▶ Passage
Oh, and by the way, this was the new and improved situation at Camp Challenger, which—at the time of the January lawsuit—was already the target of a United States Department of Justice investigation over mistreatment of the 650 students housed in the facility.

Not pretty.

Okay, that’s the bad news.

BUT THERE IS GOOD NEWS

The good news is that, under new probation Chief Donald Blevins, the lawsuit has been settled, with an entire action plan of hardcore but extremely constructive conditions attached to the settlement.

Furthermore, the settlement was one that both Blevins and company and the ACLU and partners truly seemed to jointly welcome. Thursday’s joint press conference was an absolute “love fest,” as one observer put it.

Love fest or no, the agreement has teeth in that it will be overseen by a federal judge for four years, just to make double sure that the planned reforms are fully implemented. (Not that anybody’s untrusting, or anything.)

One more thing, this week’s settlement also provides reading and educationally remedial instruction for the 2500 or so kids who were denied adequate education from 2008 until now at Challenger.

The latter structure only allocates around $2,000-$2500 a kid, which isn’t going to go far for some. But it’s a start. And that is a very good thing.


AND IN OTHER LEGAL NEWS….JUDGE RULES RESIDENCE LIMITS FOR SEX OFFENDERS IS UNCONSTITUTIONAL

The LA Times Andrew Blankstein has the story. Here’s a clip:

California corrections officials this week stopped enforcing portions of Jessica’s Law in Los Angeles County after a judge ruled that the 2006 statute restricting how close sex offenders can live to parks or schools is unconstitutional.

Los Angeles County Superior Court Judge Peter Espinoza concluded that the controversial measure left sex offenders in some areas with the choice of being homeless or going to jail because the law restricts them from living in large swaths of some cities such as Los Angeles.

2 Comments

  • It’s absurd to put it to the people to vote on feel-good things like limits to how far sex offenders may live from schools and other sensitive use areas, without taking into account their alternatives, so they crowd into a few seedy places in the middle of nowhere where they can’t get jobs or are homeless. Making them MORE potential threats to society. There has to be some sort of balance, and monitoring instead. Much better to know WHERE these people live and work than to drive them underground or jobless.

▶ Tasks to complete
1/ List the full names of every person named in the passage.
2/ Quote the stretch of the passage from "One more thing, this" through "now at Challenger.".

▶ Supplied material
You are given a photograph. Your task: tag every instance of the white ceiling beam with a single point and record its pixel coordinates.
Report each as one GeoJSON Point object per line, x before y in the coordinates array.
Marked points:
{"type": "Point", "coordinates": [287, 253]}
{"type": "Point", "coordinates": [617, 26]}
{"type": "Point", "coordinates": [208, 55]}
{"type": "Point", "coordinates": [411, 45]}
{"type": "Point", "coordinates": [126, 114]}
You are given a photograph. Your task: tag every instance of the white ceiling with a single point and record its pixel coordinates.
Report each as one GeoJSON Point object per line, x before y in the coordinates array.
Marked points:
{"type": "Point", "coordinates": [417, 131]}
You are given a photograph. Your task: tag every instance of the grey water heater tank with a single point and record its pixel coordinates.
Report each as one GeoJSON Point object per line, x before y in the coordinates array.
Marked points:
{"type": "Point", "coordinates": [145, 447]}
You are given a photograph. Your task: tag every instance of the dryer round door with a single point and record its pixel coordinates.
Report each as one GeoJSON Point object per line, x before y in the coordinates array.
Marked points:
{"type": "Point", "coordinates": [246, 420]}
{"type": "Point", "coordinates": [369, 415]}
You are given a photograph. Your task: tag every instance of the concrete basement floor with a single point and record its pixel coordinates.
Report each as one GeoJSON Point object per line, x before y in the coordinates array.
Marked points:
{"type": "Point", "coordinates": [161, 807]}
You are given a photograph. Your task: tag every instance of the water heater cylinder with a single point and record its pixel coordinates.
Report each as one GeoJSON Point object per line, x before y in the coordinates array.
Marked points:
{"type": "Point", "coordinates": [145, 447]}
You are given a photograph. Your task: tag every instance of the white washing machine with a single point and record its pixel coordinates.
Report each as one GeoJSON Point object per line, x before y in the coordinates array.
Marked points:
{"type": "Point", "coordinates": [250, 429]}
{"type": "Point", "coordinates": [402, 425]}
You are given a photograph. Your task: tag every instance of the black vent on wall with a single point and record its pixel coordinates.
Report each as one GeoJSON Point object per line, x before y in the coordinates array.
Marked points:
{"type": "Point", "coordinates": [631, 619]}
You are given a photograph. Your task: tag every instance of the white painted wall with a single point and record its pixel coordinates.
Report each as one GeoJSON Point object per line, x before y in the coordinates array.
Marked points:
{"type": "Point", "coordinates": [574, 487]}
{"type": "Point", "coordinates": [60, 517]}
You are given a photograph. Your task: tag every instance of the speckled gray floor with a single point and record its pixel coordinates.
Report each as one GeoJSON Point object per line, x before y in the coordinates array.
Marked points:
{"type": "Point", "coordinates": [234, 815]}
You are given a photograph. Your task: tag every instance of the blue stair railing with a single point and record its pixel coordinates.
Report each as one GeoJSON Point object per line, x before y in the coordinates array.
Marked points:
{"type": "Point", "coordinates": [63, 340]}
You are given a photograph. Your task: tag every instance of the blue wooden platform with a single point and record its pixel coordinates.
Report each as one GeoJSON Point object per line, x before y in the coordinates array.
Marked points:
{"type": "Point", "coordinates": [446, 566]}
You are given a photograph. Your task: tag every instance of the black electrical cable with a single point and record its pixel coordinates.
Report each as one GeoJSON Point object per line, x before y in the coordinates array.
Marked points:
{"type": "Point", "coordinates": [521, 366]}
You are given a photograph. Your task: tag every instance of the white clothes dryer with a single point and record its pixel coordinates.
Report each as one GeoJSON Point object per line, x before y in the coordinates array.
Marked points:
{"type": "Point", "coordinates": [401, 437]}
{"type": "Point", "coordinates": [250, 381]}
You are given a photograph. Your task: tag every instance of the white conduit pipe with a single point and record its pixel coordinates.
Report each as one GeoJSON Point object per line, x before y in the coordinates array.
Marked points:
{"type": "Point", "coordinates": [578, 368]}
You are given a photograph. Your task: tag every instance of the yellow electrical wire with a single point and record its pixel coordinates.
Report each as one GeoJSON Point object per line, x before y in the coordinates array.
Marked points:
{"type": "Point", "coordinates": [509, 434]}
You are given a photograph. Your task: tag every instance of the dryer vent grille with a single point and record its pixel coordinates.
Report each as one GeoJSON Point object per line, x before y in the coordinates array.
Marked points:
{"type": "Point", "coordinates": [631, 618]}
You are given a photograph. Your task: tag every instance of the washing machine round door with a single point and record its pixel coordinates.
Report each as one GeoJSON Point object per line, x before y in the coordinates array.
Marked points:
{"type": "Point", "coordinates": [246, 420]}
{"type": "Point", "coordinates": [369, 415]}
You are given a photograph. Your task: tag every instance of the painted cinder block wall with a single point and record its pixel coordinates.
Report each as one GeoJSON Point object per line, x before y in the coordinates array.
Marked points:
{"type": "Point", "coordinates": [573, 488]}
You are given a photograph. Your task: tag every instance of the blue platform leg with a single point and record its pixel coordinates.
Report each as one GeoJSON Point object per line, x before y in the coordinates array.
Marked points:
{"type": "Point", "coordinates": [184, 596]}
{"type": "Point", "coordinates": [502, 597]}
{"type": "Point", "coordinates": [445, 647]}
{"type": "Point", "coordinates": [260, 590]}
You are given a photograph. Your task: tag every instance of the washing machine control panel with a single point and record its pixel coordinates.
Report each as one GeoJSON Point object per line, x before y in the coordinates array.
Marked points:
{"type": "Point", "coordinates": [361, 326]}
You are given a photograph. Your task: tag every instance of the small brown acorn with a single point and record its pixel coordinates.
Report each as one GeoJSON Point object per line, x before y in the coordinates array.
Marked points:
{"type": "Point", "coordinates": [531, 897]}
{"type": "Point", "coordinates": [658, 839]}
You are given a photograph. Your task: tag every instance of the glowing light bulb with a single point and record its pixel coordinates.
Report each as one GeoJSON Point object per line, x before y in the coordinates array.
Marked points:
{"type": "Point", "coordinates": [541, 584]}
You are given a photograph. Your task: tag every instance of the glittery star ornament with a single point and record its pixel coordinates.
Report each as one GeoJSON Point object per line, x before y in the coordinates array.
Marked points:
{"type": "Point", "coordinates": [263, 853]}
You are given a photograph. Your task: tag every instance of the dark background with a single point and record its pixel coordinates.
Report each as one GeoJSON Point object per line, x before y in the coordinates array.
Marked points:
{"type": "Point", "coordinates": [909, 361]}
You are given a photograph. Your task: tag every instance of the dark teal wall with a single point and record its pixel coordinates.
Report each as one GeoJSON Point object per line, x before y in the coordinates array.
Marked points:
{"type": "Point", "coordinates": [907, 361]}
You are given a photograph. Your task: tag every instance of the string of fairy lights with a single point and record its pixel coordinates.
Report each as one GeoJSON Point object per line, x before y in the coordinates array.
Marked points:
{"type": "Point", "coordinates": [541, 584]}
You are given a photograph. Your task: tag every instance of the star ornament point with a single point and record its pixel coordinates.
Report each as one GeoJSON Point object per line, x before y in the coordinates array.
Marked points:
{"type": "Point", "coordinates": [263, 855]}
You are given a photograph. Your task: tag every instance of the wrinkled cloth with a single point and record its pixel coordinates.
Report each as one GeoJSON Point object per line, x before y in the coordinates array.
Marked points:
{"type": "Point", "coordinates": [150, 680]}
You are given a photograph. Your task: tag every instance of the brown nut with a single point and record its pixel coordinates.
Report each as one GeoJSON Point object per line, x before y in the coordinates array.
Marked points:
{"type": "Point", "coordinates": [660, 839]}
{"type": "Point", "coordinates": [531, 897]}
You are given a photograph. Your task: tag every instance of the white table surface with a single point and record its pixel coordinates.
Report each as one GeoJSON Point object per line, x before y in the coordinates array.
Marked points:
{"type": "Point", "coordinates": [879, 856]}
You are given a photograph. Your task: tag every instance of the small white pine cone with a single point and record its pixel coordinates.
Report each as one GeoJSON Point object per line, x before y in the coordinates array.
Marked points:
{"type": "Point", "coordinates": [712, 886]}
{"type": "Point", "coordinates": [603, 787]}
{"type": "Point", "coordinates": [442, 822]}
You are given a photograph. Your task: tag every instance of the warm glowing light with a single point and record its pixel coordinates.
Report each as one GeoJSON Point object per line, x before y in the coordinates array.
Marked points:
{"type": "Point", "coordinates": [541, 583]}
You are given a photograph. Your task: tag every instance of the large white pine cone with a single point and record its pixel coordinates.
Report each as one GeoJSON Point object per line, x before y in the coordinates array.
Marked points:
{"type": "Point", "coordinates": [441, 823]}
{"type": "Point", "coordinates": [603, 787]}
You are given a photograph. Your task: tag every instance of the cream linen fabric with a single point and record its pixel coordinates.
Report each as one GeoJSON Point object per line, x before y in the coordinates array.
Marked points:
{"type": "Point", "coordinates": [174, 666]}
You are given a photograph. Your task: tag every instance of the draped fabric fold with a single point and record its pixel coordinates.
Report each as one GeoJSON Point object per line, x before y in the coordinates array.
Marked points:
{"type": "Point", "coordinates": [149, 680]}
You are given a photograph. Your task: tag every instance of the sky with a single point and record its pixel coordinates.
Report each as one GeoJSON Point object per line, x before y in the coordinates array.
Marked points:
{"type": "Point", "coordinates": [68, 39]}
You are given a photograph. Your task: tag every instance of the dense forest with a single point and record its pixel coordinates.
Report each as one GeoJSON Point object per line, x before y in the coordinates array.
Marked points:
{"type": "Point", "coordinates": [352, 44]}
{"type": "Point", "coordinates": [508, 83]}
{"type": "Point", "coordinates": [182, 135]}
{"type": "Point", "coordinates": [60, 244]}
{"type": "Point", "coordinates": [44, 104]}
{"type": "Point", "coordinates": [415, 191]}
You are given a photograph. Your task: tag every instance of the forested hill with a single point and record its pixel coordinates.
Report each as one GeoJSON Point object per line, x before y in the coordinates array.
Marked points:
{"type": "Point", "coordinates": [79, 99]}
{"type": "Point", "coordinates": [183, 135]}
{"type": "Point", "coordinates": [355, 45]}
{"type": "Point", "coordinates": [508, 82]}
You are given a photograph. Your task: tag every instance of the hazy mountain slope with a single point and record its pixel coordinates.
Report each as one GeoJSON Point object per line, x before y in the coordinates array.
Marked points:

▶ Answers to each task
1/ Donald Blevins, Andrew Blankstein, Peter Espinoza

2/
One more thing, this week’s settlement also provides reading and educationally remedial instruction for the 2500 or so kids who were denied adequate education from 2008 until now at Challenger.